*文書抜粋*
= = =
簡単にいうと…
オペレーティングシステム(OS)とは
コンピュータの運用管理を司りユーザーインターフェースを提供する
プログラムの総称です。
たんに「OS」と呼ばれています。
詳しくいうと…
OSとは、コンピュータにおける司令官役のプログラムで、Windows OSやMac OS、iOSやAndroidなどのことです。
ほかにも、サーバー向けだとLinuxやWindows Serverなどがあります。
ハードウェアやファームウェアの上で、アプリケーションソフトを動かすことが主な役割になります。
OSの機能
カーネル
そんなOSのなかでも、特に中核となるプログラムをカーネルといいます。
カーネルには以下4つの主要機能があります:
①プログラム実行
(プロセス管理)
②メモリ管理
③ファイル管理
④デバイス管理
1つひとつ見てゆきましょう。
①プログラム実行(プロセス)
なんといっても、カーネルはアプリケーションソフトのプログラムを実行することができます。
どんなプログラムも、実行するには専用の実行環境が必要ですが、汎用的なソフトの場合、対応OSさえ用意できればそのOS上で実行可能です。
さて、OS内のカーネルは、プロセスと呼ばれる単位でプログラムを実行します。
このプロセス単位で、カーネルは、使ってもいいメモリをそのプロセスに都度割り当て、プロセス間の通信を仲介し、CPUへプロセスの処理を依頼します。
また、このプロセスを単位とすることで、同時に実行されている複数プログラムの複数プロセスを並列処理(マルチプロセス)させることも可能です。
= = =
*記録データ*
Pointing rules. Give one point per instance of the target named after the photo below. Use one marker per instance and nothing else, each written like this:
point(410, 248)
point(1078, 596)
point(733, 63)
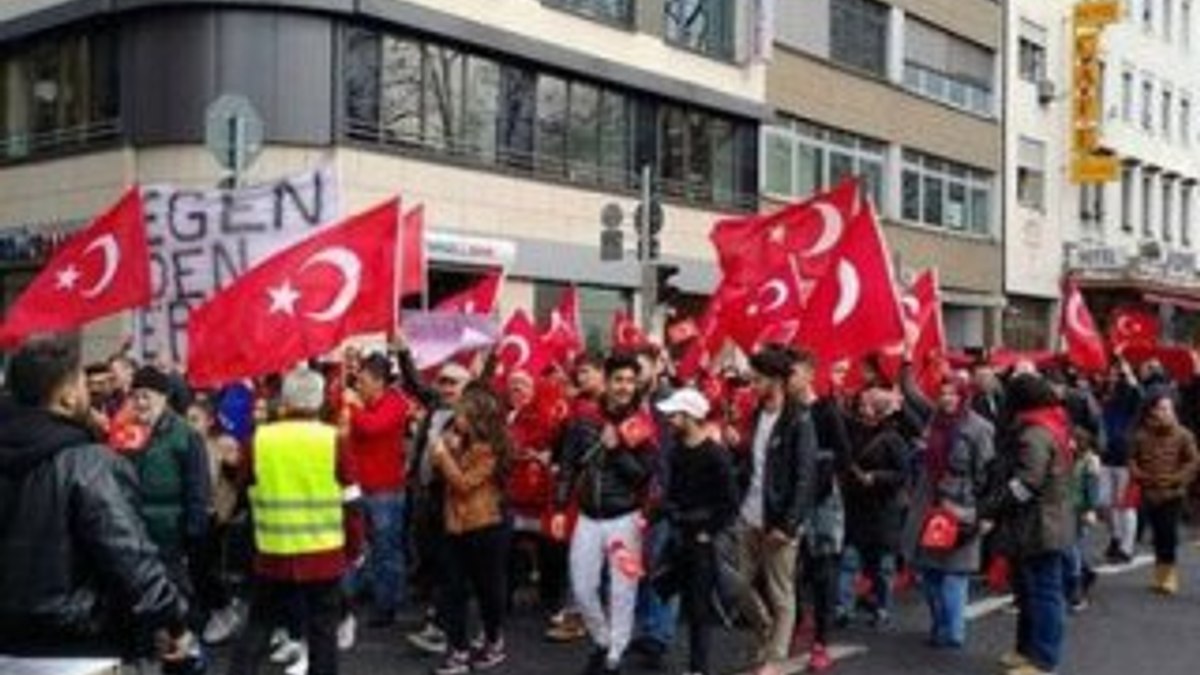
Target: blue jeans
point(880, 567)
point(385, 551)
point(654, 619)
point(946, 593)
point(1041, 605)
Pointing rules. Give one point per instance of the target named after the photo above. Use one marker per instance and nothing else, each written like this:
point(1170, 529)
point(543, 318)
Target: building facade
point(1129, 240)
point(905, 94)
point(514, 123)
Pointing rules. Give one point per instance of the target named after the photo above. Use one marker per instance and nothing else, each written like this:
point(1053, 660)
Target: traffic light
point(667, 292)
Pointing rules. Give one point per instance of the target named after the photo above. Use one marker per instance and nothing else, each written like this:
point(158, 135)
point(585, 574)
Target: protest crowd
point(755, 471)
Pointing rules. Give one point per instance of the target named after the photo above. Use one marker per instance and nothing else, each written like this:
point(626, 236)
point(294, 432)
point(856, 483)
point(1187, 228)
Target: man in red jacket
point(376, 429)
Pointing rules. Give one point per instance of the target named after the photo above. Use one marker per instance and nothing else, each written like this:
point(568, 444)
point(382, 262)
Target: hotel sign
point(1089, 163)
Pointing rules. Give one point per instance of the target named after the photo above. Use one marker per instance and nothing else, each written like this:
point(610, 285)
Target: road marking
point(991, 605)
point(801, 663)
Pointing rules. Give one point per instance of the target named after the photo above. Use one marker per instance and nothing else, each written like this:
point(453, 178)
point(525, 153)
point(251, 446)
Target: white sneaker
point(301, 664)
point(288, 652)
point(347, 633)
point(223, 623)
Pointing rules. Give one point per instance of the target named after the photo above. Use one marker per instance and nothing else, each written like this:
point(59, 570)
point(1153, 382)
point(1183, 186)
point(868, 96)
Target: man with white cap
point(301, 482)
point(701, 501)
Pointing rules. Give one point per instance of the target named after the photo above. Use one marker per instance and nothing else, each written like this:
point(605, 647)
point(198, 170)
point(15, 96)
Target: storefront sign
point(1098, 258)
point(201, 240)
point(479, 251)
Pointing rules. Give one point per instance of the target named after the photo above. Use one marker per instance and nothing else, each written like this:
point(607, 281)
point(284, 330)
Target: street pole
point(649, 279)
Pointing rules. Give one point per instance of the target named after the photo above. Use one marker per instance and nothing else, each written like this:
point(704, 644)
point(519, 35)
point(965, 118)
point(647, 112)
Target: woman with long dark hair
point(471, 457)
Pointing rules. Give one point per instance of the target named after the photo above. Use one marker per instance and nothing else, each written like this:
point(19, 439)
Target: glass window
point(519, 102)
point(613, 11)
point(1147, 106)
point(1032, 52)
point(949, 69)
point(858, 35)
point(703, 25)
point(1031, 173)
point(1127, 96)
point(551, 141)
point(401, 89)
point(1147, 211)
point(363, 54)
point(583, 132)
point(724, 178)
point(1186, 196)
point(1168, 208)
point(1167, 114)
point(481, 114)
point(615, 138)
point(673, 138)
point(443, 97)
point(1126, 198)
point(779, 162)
= = =
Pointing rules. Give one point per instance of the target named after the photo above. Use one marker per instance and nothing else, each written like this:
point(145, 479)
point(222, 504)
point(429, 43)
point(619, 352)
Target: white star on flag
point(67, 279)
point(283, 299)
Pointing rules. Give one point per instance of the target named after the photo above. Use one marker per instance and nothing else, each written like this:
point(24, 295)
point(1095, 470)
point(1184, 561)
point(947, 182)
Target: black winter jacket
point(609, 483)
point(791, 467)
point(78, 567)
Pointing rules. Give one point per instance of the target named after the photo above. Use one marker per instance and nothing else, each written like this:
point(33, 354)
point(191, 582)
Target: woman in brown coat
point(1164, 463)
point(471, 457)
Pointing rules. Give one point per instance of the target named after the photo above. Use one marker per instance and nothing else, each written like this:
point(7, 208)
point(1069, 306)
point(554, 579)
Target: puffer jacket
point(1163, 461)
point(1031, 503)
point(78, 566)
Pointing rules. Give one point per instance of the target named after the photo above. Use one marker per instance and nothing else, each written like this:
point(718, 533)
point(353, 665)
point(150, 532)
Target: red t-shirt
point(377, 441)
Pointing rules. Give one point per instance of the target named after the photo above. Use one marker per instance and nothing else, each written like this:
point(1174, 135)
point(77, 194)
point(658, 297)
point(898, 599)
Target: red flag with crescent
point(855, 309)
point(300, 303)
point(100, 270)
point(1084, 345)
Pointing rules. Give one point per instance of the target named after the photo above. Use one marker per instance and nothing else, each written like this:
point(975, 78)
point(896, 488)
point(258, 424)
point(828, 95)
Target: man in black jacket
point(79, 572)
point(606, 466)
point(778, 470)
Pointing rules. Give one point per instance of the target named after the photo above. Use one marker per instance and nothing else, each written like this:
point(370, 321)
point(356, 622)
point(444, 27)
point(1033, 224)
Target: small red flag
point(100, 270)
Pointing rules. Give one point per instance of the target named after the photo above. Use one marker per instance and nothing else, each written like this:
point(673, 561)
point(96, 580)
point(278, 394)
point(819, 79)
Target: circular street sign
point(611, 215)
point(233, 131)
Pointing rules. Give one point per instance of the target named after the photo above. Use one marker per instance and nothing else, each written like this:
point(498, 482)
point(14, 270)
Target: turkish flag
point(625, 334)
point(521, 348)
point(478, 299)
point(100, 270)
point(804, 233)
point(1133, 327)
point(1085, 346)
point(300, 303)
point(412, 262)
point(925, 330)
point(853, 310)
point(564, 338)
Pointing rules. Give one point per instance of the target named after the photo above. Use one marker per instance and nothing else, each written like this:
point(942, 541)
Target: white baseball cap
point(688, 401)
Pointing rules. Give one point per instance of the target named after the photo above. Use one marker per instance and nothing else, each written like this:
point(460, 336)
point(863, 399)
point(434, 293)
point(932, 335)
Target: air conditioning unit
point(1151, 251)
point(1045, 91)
= = =
*課題*
OSの解説文のうち、「①プログラム実行(プロセス)」から「プロセスの処理を依頼します。」まで（両端を含む）の部分を、「カーネル」を「中核プログラム」に置き換えて書き直しなさい。

*解答*
①プログラム実行(プロセス)
なんといっても、中核プログラムはアプリケーションソフトのプログラムを実行することができます。
どんなプログラムも、実行するには専用の実行環境が必要ですが、汎用的なソフトの場合、対応OSさえ用意できればそのOS上で実行可能です。
さて、OS内の中核プログラムは、プロセスと呼ばれる単位でプログラムを実行します。
このプロセス単位で、中核プログラムは、使ってもいいメモリをそのプロセスに都度割り当て、プロセス間の通信を仲介し、CPUへプロセスの処理を依頼します。